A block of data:
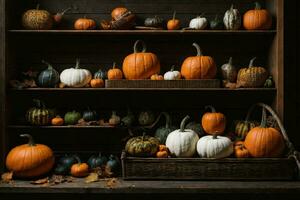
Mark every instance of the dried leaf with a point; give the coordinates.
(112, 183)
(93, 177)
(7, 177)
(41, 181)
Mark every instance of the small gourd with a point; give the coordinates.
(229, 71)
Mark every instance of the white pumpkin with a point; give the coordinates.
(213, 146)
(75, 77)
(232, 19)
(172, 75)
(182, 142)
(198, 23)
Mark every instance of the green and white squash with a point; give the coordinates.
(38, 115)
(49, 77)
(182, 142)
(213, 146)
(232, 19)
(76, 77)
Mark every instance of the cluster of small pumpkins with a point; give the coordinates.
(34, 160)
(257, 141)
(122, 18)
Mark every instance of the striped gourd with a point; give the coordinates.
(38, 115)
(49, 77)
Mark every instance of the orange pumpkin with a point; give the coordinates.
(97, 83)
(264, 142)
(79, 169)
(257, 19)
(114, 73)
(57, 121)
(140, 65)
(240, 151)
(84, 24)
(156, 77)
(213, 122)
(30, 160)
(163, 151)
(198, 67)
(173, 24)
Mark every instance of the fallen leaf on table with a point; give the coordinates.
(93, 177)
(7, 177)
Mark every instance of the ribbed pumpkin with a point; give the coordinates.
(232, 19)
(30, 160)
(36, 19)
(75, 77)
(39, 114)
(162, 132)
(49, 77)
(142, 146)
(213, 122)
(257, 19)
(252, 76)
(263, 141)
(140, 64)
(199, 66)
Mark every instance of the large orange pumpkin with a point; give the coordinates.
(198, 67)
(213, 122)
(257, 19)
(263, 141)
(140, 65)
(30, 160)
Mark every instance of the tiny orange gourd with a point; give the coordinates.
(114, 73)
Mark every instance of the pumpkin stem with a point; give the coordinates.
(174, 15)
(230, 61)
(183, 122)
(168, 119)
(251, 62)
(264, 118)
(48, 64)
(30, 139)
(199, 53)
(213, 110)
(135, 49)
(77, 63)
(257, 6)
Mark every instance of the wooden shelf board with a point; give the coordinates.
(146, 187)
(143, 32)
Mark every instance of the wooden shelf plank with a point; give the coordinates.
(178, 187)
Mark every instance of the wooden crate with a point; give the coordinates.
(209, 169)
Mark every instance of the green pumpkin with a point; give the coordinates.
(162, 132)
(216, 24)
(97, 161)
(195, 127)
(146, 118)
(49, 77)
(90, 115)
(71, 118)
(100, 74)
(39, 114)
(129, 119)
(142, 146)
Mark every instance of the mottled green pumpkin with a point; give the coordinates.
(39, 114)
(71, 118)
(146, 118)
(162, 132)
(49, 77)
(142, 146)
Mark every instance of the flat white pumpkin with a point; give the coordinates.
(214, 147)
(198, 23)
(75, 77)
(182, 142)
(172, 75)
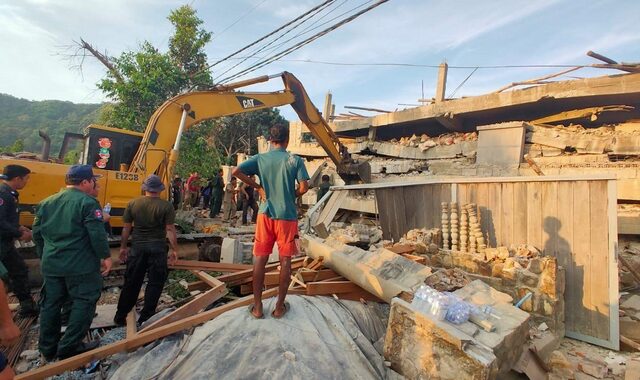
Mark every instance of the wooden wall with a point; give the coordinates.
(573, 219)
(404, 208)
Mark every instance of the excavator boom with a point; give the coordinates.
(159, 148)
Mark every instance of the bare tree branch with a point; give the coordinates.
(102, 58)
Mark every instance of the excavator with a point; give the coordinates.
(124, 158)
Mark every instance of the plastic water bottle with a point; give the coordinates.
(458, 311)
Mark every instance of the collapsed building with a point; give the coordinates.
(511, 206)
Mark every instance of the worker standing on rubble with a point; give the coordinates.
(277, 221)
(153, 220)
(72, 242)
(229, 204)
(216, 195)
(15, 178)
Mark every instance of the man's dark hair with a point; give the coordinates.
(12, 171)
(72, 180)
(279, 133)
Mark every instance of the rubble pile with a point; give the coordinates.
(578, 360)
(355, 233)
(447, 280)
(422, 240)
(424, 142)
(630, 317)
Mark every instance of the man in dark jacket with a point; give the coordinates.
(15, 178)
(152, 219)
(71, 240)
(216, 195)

→ **What this task involves**
Output every entry word for word, but omit the pictures.

→ **Completed exercise**
Mark every instance of the dried leaf with a point; give the coordinates.
(112, 183)
(93, 177)
(7, 177)
(41, 181)
Mark every instance of the small gourd with a point; give the coordinates.
(229, 71)
Mark every instance of the white pumpkin with a point; give the coordinates.
(213, 146)
(75, 77)
(232, 19)
(172, 75)
(182, 142)
(198, 23)
Mark every instance of the green and white squash with a point; give the coordinates.
(38, 115)
(49, 77)
(182, 142)
(213, 146)
(232, 19)
(76, 77)
Mark every instance of the cluster of small pumpkins with a point; give the coordinates.
(34, 160)
(257, 141)
(122, 18)
Mark every instance of the striped gourd with a point; give the coordinates.
(38, 115)
(49, 77)
Mark every instance of the orange pumpkin with a point; give the coordinates.
(97, 83)
(264, 142)
(79, 169)
(257, 19)
(114, 73)
(57, 121)
(140, 65)
(240, 151)
(84, 24)
(156, 77)
(213, 122)
(30, 160)
(163, 151)
(198, 67)
(173, 24)
Mark every instance of the fallen leaf on table with a point; give the coordinates.
(93, 177)
(7, 177)
Mark every instance of the ribbed pumpkin with a point; give the coordinates.
(232, 19)
(30, 160)
(36, 19)
(75, 77)
(39, 114)
(162, 132)
(49, 77)
(142, 146)
(213, 122)
(257, 19)
(252, 76)
(263, 141)
(140, 64)
(199, 66)
Mark every instance of the large orange pumpkin with a point; give the coordinates.
(198, 67)
(213, 122)
(257, 19)
(263, 141)
(140, 65)
(30, 160)
Mark every instance of the tiny orange gourd with a point; give the coordinates.
(114, 73)
Mark every instance of the pumpkin stem with a point; give the coordinates.
(174, 15)
(230, 61)
(183, 122)
(168, 119)
(251, 62)
(264, 118)
(48, 64)
(30, 139)
(199, 53)
(213, 110)
(135, 49)
(77, 63)
(257, 6)
Mark every instance of the wooden shelf board with a point; give the coordinates.
(146, 187)
(143, 32)
Mark every instance of the wooden shelf plank with a point; give the coordinates.
(178, 187)
Mark every instance of the wooden crate with a point; give the coordinates.
(209, 169)
Mark every instance of the green pumpkin with a point; give the coordinates.
(162, 132)
(216, 24)
(97, 161)
(195, 127)
(146, 118)
(49, 77)
(90, 115)
(71, 118)
(100, 74)
(39, 114)
(129, 119)
(142, 146)
Mark every instance of the mottled green pumpkin with a point; give the coordinates.
(39, 114)
(71, 118)
(146, 118)
(162, 132)
(49, 77)
(142, 146)
Mark every instance of the flat white pumpkin with a point; give the coordinates.
(214, 147)
(198, 23)
(75, 77)
(182, 142)
(172, 75)
Mark every instance of the wooden wall with a point; give the coordinates.
(573, 219)
(404, 208)
Mark every instance of the excavator boom with a point; give the coordinates.
(159, 148)
Mark every instance of the bare tree branch with a point; give the coordinates.
(102, 58)
Mark every instance of the excavator with a point; give the coordinates.
(124, 158)
Mark every instance of the plastic water bottle with a point; give the coordinates.
(458, 311)
Mark every instance of the collapsed building with a point; give the coordinates.
(511, 206)
Mark every instance of the worker standing on rubble with a point; give the coordinates.
(277, 221)
(153, 220)
(72, 242)
(229, 204)
(216, 195)
(15, 178)
Mark every instance of the man's dark hair with a point; give the coordinates.
(12, 171)
(72, 180)
(279, 133)
Mark every instance of the rubble pile with a point; give the coordinates.
(578, 360)
(355, 233)
(447, 280)
(422, 240)
(424, 142)
(630, 317)
Mark every instance of the man in dark jacket with a point; give the coordinates.
(15, 178)
(152, 219)
(71, 240)
(216, 195)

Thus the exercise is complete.